_WHAT THIS TASK INVOLVES_:
The records beneath should be restated word for word.

_SUPPLIED MATERIAL_:
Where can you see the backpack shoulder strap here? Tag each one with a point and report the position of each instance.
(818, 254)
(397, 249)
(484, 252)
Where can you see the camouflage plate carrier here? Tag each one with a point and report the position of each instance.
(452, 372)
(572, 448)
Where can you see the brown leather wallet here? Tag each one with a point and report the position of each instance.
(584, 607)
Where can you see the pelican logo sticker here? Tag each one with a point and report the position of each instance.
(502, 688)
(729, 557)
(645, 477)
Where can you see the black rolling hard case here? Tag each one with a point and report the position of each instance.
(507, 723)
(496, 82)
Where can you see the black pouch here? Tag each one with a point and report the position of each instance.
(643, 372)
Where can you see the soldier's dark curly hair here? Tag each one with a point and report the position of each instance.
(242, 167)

_RESULT_:
Where can you see the backpack shoulder strap here? Tag each one with a point and report the position of each instance.
(818, 254)
(397, 249)
(484, 252)
Where can you see the camouflage plate carrier here? Tag each one with a point and report the position of each instance.
(452, 372)
(572, 448)
Where can you see the brown leather wallet here? Tag each one with a point and report the position of each instance.
(584, 607)
Where can you see the pelican logo sticker here? Tag each one with a point and report the position of each instance.
(502, 688)
(729, 557)
(645, 477)
Where can you see the black rolling hard case here? Tag each one with a point and report the position of each instance.
(507, 723)
(496, 82)
Where can you see the black pouch here? Tag each one with a point and report the position of each instance.
(643, 372)
Where can you see the soldier's dark curly hair here? Tag each one with a point and report the position of each instance.
(242, 167)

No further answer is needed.